However, there are cases where it makes more sense to be able to separate
the canonical base URI from the request base URL. For instance, consider
the case where both Papaya and the IIIF Image server are running inside a
Kubernetes cluster and can be connected directly without leaving the
internal Kubernetes network. In this case, it would be beneficial to be
able to use the cluster-internal base URL to make the HTTP connections,
while retaining the canonical URI any links in the generated manifest.
In this case, use `PAPAYA_IIIF_IMAGE_ORIGIN` to set the request base URL
for the IIIF Image service. When this value is set, Papaya will use it
instead of `PAPAYA_IIIF_IMAGE_ENDPOINT` to generate request URLs. In
addition, Papaya will create a set of `X-Forwarded-*` headers to add to
requests that reflect the canonical URI.

· · ·

Required tasks:
1) According to the passage on Papaya's IIIF Image settings, which variable sets the request base URL for the IIIF Image service?
2) List every term that the passage on Papaya's IIIF Image settings sets in code formatting.
3) Extend the passage on Papaya's IIIF Image settings past its final sentence.

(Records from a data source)
· · ·

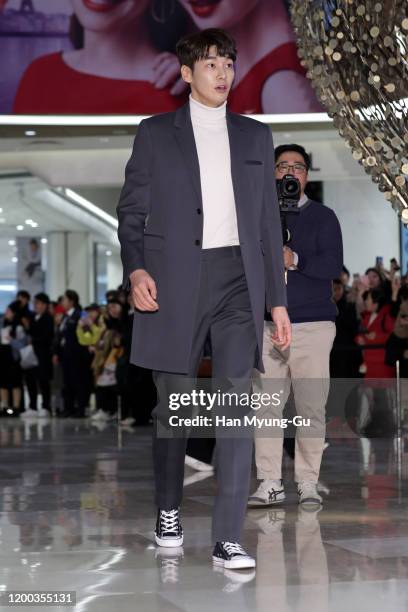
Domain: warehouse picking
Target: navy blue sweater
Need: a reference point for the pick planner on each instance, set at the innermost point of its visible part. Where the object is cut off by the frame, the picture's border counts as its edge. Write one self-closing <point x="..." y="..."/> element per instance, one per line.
<point x="316" y="238"/>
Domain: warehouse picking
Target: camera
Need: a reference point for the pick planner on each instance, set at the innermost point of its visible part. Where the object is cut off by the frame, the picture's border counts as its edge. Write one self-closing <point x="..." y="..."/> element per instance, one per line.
<point x="289" y="190"/>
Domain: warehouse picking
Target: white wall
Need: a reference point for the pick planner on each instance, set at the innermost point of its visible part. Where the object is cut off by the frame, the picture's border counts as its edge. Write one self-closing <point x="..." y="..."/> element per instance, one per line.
<point x="115" y="273"/>
<point x="369" y="225"/>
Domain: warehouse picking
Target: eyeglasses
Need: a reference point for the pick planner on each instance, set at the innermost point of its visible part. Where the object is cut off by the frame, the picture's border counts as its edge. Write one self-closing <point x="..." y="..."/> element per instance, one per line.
<point x="297" y="168"/>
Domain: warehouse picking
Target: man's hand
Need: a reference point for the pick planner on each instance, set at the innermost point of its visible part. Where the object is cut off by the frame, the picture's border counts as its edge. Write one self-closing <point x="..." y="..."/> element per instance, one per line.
<point x="144" y="292"/>
<point x="282" y="335"/>
<point x="288" y="258"/>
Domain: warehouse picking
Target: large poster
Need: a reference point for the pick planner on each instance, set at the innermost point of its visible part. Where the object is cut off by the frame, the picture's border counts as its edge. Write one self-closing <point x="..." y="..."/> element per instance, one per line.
<point x="117" y="56"/>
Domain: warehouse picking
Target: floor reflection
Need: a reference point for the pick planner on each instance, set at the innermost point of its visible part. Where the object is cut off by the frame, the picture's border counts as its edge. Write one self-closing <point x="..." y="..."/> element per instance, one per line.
<point x="76" y="513"/>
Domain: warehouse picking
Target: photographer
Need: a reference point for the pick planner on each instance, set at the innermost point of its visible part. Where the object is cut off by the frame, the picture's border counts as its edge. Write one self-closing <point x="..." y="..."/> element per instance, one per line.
<point x="313" y="256"/>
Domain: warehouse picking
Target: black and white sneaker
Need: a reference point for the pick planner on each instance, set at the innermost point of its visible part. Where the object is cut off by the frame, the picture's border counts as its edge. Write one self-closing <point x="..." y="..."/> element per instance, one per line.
<point x="269" y="493"/>
<point x="231" y="555"/>
<point x="169" y="532"/>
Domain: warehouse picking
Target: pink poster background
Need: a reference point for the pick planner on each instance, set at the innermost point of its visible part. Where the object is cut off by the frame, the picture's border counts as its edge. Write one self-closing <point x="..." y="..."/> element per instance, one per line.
<point x="117" y="56"/>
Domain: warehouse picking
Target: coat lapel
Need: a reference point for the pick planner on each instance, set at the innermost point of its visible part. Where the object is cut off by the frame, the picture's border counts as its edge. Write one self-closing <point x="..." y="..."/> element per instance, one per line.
<point x="186" y="142"/>
<point x="238" y="147"/>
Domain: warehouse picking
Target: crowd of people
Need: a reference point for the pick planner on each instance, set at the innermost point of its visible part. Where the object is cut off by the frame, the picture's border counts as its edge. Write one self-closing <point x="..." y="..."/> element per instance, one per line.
<point x="371" y="325"/>
<point x="76" y="357"/>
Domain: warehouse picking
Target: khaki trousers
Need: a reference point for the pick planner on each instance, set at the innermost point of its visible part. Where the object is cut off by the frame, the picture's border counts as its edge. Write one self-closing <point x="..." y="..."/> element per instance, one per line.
<point x="305" y="366"/>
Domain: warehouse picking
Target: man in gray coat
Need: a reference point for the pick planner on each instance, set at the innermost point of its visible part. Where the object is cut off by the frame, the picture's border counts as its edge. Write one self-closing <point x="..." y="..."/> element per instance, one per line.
<point x="201" y="245"/>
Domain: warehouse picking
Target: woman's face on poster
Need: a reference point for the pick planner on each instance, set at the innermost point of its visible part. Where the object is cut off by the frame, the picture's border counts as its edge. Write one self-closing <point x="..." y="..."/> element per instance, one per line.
<point x="218" y="13"/>
<point x="108" y="15"/>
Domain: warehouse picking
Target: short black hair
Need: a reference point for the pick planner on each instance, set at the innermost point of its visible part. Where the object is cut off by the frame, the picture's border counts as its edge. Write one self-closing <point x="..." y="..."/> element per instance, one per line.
<point x="42" y="297"/>
<point x="195" y="47"/>
<point x="72" y="296"/>
<point x="377" y="295"/>
<point x="296" y="149"/>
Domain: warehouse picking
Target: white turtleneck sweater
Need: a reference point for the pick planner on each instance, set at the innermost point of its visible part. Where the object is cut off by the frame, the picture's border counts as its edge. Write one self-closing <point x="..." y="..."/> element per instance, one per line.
<point x="213" y="149"/>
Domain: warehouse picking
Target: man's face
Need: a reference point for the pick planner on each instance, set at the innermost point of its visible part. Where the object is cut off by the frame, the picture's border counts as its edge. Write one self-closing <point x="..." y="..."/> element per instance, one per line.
<point x="293" y="163"/>
<point x="374" y="280"/>
<point x="66" y="303"/>
<point x="211" y="80"/>
<point x="39" y="307"/>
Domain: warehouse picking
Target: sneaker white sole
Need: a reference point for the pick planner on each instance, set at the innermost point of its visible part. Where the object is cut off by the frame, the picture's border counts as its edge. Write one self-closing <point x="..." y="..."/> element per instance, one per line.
<point x="246" y="563"/>
<point x="311" y="502"/>
<point x="198" y="465"/>
<point x="258" y="502"/>
<point x="167" y="542"/>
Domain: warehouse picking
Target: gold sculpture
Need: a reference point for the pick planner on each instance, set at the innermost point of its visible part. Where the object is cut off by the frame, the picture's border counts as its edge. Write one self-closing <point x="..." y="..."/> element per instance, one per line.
<point x="356" y="54"/>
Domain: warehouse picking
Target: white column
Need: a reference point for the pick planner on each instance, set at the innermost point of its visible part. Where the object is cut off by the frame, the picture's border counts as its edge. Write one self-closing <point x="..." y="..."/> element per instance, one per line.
<point x="78" y="264"/>
<point x="56" y="272"/>
<point x="114" y="269"/>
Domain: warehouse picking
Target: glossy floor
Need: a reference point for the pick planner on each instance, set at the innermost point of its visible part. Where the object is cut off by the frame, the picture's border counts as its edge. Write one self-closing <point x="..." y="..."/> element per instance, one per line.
<point x="77" y="515"/>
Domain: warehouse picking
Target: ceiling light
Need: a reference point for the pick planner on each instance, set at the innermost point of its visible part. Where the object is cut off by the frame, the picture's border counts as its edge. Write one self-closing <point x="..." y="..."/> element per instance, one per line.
<point x="89" y="206"/>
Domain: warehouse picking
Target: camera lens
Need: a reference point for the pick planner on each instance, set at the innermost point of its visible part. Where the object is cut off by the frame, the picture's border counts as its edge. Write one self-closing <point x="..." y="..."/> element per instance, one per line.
<point x="291" y="187"/>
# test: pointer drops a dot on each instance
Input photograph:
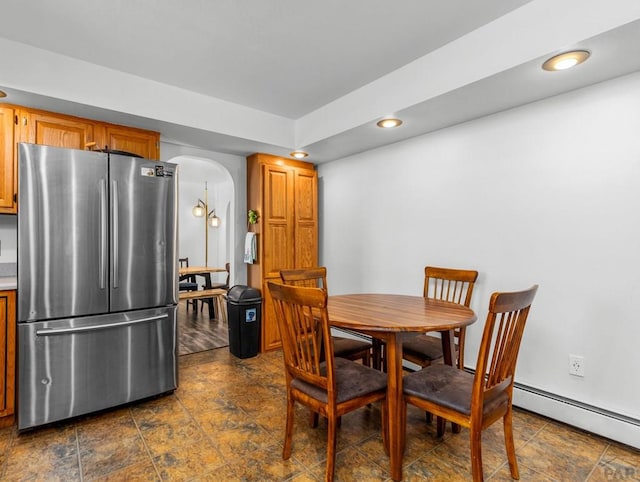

· · ·

Answer set:
1) `PAPAYA_IIIF_IMAGE_ORIGIN`

2) `PAPAYA_IIIF_IMAGE_ORIGIN`, `PAPAYA_IIIF_IMAGE_ENDPOINT`, `X-Forwarded-*`

3)
For example, given:
* `PAPAYA_IIIF_IMAGE_ENDPOINT` is `https://iiif.example.com/images/iiif/2`
* `PAPAYA_IIIF_IMAGE_ORIGIN` is `http://papaya:3001/iiif/2`
The headers would be:
* `X-Forwarded-Proto: https`
* `X-Forwarded-Host: iiif.example.com`
* `X-Forwarded-Path: /images`
The `X-Forwarded-Path` is calculated by removing the path of the origin
URL (e.g., `/iiif/2`) from the end of the path of the endpoint URI (e.g.,
`/images/iiif/2`).
## Development Setup
Requires Python 3.14
These setup instructions also assume that you are running the development
stacks for both [umd-fcrepo](https://github.com/umd-lib/umd-fcrepo) and
[umd-iiif](https://github.com/umd-lib/umd-iiif).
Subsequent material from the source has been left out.